*** Source extract ***
An English football fan supports their team beyond their country. This has been noted by players too, but often, in the margins, as though it were something to be ashamed of. That somehow, in the passion most nations inspire in their footballing masses, rarely matched by clubs, shrunk down by their locality and structure, the English are embarrassed because this relationship is so reversed. But it is the historical and cultural realities of the island, that we have always prized the small over the large, the visible over the imagined, the individual over the collective, the choice before duty.
England has always known that its patriotism is stupid. Our vanity has, of course, been as considerable as any other nations, if not more so, given the context of our ownership of a third of the world less than a century ago. But within the English character has always been hesitancy, embarrassment, a suspicion of unqualified self-celebration. Wherever one might find, traditionally, histrionic British conceit, one will also find an awkward reserve, at the very least, if not out and out national self-doubt. But now without a purpose for that plastic kind of pride, it has become a novelty which might be glimpsed only in one arena. The little war that has usurped the big. Football. And precisely because this transference has been so obvious, so comic, it has become all too obvious that English football is often loved when not played by English footballers.
It is our formative years which define our relationship to football. Whether it’s the prosaic fact of where we happen to have been born, the region and its culture, or where we grow into maturity, or where our parents originate, it is the environment of our childhood that becomes our team. Nick Hornsby’s saccharin nostalgia encapsulates this passion. Those who take no interest in football now were inevitably exempt from participation as children. The offspring of artsy parents or the bourgeois. And our childhood is the only time when we are immersed in a place and its culture without agency, it is a time when we take our surroundings to be innate, immovable, a complete universe unto itself. This feeling, a pining and a longing for the security of this uncritical reality - this benevolent environment, this womb – was what we once conflated with national pride, as a feeling, as something separate from patriotism or pride of place. But this has been replaced with something more local, more territorial, more tribal. It has shrunk down, from a god, from a nation, from a monarch, from a region, from a city even, down to a tribe. A team.
And I have one. I am not being naïve. I know I am an Everton supporter. From birth to death. Without the remotest possibility of change. In fair and foul weather. I am an Everton supporter. There was a time when my willingness to lend myself to work, to that which I should be doing, supposedly, beyond my own understanding and desire – work as in homework – was entirely dependent upon Everton winning. As Everton were not a consistently winning team, so my academic performance suffered. Teenage years spent waiting, on Saturday afternoons, for the match, for the radio to disappoint me. Then sulking, feeling the obvious consequence of such a distress being that I would deny my obligation, do nothing more that day, the Sabbath, refusing the move a hand towards productivity. But within the universe of meaning, of justice, that was correct. My father was an Everton supporter. My grandfather. I grew up on the team, in a Liverpudlian family.
***
- Description of the task:
Please return everything from "An English football" down to "choice before duty." in the football essay, copied word for word.
*** Dataset records ***
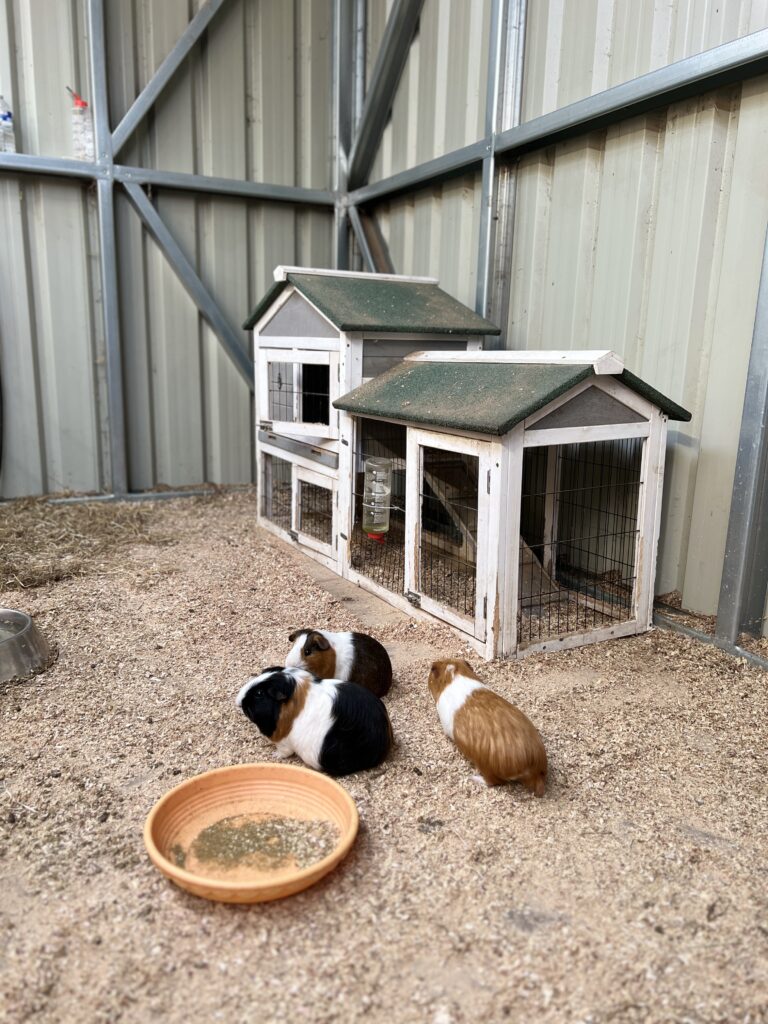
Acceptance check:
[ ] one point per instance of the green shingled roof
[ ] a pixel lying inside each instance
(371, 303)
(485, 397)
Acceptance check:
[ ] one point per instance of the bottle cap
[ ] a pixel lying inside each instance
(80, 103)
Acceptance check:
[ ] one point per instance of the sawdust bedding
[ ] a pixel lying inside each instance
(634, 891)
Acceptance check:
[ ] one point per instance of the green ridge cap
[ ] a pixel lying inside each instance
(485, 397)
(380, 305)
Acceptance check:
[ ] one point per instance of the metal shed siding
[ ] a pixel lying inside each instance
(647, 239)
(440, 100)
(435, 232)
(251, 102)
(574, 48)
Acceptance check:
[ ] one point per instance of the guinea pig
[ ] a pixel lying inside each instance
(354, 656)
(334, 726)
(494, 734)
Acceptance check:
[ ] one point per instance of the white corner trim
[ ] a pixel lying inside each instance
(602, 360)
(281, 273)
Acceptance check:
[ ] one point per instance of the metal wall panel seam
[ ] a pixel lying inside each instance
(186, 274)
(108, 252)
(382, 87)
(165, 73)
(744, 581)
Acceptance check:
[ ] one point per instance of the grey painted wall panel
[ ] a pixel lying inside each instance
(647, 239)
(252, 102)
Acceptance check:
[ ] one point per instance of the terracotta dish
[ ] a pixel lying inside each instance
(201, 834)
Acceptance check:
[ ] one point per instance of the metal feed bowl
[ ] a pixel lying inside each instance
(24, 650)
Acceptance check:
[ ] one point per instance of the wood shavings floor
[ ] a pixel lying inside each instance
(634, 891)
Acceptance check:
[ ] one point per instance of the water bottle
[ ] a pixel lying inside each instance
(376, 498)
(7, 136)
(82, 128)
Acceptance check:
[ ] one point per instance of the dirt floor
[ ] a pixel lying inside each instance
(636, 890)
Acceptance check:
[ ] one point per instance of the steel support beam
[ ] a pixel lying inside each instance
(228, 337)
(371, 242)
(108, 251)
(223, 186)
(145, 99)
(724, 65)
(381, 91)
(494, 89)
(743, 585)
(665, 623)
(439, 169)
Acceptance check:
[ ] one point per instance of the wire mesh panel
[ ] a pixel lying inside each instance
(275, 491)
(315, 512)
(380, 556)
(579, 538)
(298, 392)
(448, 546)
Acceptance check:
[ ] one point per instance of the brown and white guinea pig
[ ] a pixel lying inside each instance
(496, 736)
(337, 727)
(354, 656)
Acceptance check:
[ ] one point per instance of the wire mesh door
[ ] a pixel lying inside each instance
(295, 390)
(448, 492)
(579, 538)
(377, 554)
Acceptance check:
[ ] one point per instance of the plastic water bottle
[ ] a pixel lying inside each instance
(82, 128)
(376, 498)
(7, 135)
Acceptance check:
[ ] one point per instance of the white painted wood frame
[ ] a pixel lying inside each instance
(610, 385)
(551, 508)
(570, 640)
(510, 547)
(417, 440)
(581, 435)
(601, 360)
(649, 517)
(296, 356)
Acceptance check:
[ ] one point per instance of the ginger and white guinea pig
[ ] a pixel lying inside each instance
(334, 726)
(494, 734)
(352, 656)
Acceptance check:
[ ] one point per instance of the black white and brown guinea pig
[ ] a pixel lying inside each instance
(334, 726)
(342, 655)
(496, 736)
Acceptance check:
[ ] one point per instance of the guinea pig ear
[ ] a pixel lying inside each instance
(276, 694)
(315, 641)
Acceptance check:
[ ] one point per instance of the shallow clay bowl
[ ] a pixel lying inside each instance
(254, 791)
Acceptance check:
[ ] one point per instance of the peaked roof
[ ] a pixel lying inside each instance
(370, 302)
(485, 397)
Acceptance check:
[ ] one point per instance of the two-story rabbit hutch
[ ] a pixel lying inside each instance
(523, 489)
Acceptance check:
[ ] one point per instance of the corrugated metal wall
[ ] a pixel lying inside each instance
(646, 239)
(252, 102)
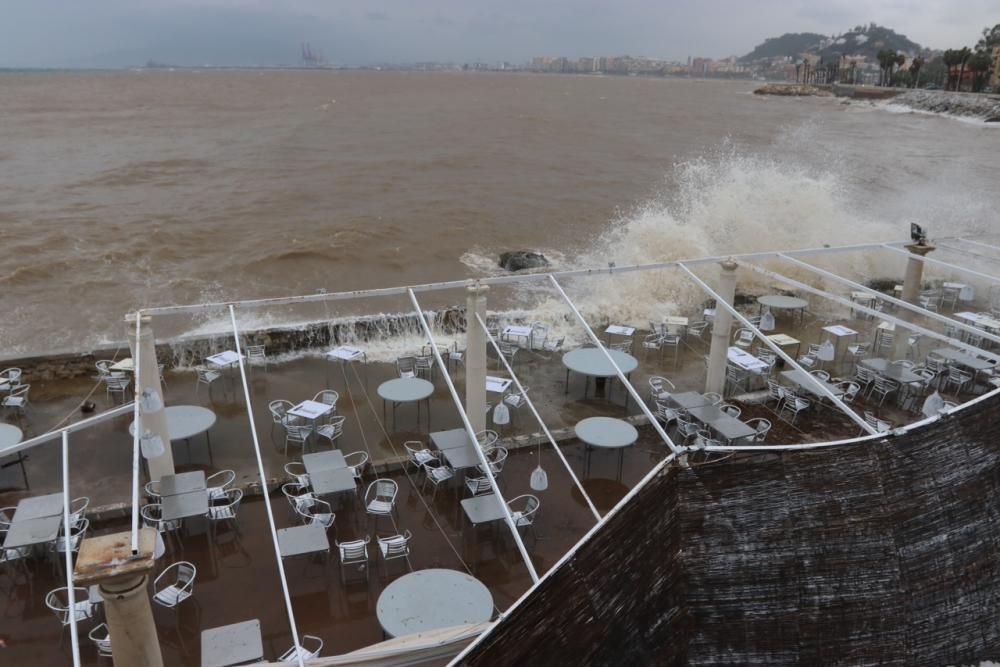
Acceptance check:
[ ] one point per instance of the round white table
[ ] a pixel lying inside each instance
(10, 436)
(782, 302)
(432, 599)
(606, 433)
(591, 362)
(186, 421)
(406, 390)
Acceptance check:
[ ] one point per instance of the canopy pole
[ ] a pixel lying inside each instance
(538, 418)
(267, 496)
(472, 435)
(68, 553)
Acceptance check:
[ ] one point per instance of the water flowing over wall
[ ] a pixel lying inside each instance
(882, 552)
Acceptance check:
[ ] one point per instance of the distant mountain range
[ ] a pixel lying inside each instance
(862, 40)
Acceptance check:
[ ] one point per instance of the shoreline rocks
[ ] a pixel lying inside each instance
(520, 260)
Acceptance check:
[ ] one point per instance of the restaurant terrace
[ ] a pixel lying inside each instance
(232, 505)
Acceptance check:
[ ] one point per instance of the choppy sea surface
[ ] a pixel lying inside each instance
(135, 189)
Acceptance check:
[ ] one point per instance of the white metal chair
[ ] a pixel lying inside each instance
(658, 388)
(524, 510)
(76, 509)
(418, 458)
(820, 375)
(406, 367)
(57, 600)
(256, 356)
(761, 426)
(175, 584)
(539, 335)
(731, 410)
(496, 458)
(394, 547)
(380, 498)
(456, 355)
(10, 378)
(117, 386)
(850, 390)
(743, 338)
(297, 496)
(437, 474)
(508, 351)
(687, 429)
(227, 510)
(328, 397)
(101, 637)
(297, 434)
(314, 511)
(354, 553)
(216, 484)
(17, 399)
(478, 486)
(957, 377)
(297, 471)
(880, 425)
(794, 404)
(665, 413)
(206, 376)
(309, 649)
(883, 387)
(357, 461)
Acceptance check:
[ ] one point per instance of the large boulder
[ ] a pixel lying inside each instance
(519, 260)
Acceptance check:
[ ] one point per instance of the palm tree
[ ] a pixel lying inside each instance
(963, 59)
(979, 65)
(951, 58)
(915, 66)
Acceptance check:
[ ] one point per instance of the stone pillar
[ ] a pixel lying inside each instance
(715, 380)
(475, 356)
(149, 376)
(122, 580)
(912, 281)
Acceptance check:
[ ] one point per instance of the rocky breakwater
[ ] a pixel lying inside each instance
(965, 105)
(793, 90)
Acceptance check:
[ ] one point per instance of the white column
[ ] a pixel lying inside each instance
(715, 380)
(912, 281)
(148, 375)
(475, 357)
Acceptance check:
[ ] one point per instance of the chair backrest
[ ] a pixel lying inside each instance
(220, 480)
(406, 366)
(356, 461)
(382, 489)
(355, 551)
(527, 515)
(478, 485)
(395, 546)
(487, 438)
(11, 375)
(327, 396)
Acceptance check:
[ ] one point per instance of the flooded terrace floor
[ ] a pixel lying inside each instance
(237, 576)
***
- Response to the task:
An English football fan supports their team beyond their country. This has been noted by players too, but often, in the margins, as though it were something to be ashamed of. That somehow, in the passion most nations inspire in their footballing masses, rarely matched by clubs, shrunk down by their locality and structure, the English are embarrassed because this relationship is so reversed. But it is the historical and cultural realities of the island, that we have always prized the small over the large, the visible over the imagined, the individual over the collective, the choice before duty.